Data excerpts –
□ □ □ □

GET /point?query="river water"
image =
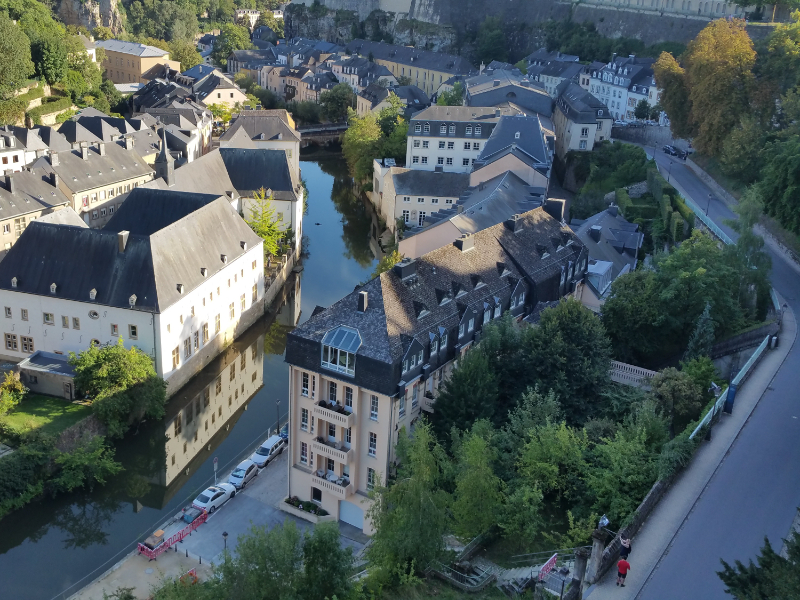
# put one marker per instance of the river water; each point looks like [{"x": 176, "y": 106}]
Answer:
[{"x": 51, "y": 548}]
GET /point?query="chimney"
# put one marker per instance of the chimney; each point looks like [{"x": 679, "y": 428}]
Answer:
[
  {"x": 465, "y": 242},
  {"x": 122, "y": 240},
  {"x": 514, "y": 223}
]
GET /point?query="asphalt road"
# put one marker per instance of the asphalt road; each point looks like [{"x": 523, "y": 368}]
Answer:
[{"x": 756, "y": 490}]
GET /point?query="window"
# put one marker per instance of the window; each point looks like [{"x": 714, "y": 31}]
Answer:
[
  {"x": 339, "y": 347},
  {"x": 373, "y": 407},
  {"x": 370, "y": 479},
  {"x": 373, "y": 444}
]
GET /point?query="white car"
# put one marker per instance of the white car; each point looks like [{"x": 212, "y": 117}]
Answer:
[
  {"x": 267, "y": 451},
  {"x": 214, "y": 497},
  {"x": 242, "y": 474}
]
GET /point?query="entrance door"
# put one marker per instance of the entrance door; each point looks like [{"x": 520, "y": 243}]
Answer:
[{"x": 351, "y": 514}]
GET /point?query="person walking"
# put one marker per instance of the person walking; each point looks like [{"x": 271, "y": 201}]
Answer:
[{"x": 623, "y": 566}]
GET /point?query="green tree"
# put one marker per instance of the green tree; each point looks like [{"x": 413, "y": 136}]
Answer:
[
  {"x": 50, "y": 58},
  {"x": 478, "y": 495},
  {"x": 410, "y": 516},
  {"x": 122, "y": 384},
  {"x": 264, "y": 223},
  {"x": 231, "y": 37},
  {"x": 569, "y": 353},
  {"x": 771, "y": 576},
  {"x": 16, "y": 65},
  {"x": 336, "y": 101},
  {"x": 454, "y": 97},
  {"x": 678, "y": 396},
  {"x": 468, "y": 395},
  {"x": 642, "y": 110}
]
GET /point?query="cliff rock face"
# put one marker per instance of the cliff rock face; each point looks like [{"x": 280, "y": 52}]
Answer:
[{"x": 90, "y": 13}]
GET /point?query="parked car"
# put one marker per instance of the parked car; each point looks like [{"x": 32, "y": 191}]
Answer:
[
  {"x": 242, "y": 474},
  {"x": 214, "y": 497},
  {"x": 268, "y": 450}
]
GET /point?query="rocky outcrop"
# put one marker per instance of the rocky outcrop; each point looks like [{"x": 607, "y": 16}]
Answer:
[{"x": 91, "y": 13}]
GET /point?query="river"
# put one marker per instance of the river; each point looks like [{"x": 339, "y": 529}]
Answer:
[{"x": 52, "y": 547}]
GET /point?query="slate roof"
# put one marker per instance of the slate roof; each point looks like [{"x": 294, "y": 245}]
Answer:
[
  {"x": 425, "y": 59},
  {"x": 130, "y": 48},
  {"x": 414, "y": 182},
  {"x": 78, "y": 259}
]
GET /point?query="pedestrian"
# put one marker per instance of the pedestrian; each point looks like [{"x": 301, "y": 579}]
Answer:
[
  {"x": 623, "y": 566},
  {"x": 625, "y": 548}
]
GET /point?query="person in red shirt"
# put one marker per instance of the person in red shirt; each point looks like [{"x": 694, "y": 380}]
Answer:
[{"x": 623, "y": 566}]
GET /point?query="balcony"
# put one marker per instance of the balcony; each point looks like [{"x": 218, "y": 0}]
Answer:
[
  {"x": 334, "y": 413},
  {"x": 330, "y": 450},
  {"x": 336, "y": 488}
]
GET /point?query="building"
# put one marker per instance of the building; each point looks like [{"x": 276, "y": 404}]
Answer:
[
  {"x": 478, "y": 208},
  {"x": 518, "y": 144},
  {"x": 427, "y": 70},
  {"x": 613, "y": 245},
  {"x": 580, "y": 120},
  {"x": 364, "y": 368},
  {"x": 269, "y": 129},
  {"x": 450, "y": 137},
  {"x": 126, "y": 62},
  {"x": 24, "y": 197},
  {"x": 92, "y": 176},
  {"x": 623, "y": 83},
  {"x": 413, "y": 194},
  {"x": 176, "y": 275}
]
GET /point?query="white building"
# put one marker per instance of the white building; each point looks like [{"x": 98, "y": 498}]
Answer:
[{"x": 177, "y": 275}]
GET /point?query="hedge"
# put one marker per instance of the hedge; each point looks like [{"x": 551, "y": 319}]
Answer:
[{"x": 47, "y": 108}]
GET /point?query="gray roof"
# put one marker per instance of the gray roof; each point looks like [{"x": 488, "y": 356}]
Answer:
[
  {"x": 174, "y": 244},
  {"x": 130, "y": 48},
  {"x": 438, "y": 61},
  {"x": 414, "y": 182}
]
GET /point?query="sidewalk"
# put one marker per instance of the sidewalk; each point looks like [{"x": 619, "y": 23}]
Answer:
[{"x": 655, "y": 537}]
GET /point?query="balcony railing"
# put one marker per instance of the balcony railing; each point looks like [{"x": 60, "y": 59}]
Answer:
[
  {"x": 339, "y": 491},
  {"x": 329, "y": 450},
  {"x": 332, "y": 415}
]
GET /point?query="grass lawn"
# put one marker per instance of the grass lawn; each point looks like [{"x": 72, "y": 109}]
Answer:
[{"x": 47, "y": 414}]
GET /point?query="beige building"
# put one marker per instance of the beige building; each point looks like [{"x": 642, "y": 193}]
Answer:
[{"x": 127, "y": 62}]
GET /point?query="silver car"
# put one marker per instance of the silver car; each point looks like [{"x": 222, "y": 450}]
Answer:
[{"x": 242, "y": 474}]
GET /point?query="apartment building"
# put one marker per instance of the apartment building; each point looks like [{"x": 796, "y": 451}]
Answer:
[
  {"x": 364, "y": 368},
  {"x": 127, "y": 62},
  {"x": 450, "y": 137},
  {"x": 580, "y": 120},
  {"x": 176, "y": 275},
  {"x": 426, "y": 70}
]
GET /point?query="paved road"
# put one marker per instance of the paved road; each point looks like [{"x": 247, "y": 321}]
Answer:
[{"x": 755, "y": 491}]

□ □ □ □

Exercise directions –
Only the lines from the beginning of the records up to and including the line with "# put one marker per instance of the green" should appear, exactly as they are, and no pictures.

Response to this task –
GET /point?query="river water"
image =
# put one marker per instance of the river water; each point looks like [{"x": 176, "y": 106}]
Answer:
[{"x": 51, "y": 548}]
GET /point?query="chimney"
# put one marker per instance of the chimney; each point looks like [{"x": 679, "y": 428}]
Answer:
[
  {"x": 465, "y": 242},
  {"x": 122, "y": 240},
  {"x": 514, "y": 223}
]
GET /point?query="asphalt road"
# put one marker per instance of the asphalt road; each point looks like [{"x": 523, "y": 368}]
Answer:
[{"x": 756, "y": 490}]
GET /point?query="window"
# put one marker per instance of the window; each point looks like [{"x": 714, "y": 31}]
Answer:
[
  {"x": 339, "y": 347},
  {"x": 373, "y": 407},
  {"x": 370, "y": 479},
  {"x": 373, "y": 444}
]
GET /point?query="white car"
# put one marker per instance of the white car; each point looks like [{"x": 212, "y": 117}]
Answer:
[
  {"x": 267, "y": 451},
  {"x": 214, "y": 497},
  {"x": 242, "y": 474}
]
GET /point?query="entrance door"
# put one marker per instance of the entrance door; each point looks like [{"x": 520, "y": 243}]
Answer:
[{"x": 351, "y": 514}]
GET /point?query="person walking"
# put one marker per instance of the person walking; each point looks like [{"x": 271, "y": 201}]
Answer:
[{"x": 623, "y": 566}]
GET /point?query="green tree"
# put one marker per instance of the green tree; each point looks like [{"x": 413, "y": 136}]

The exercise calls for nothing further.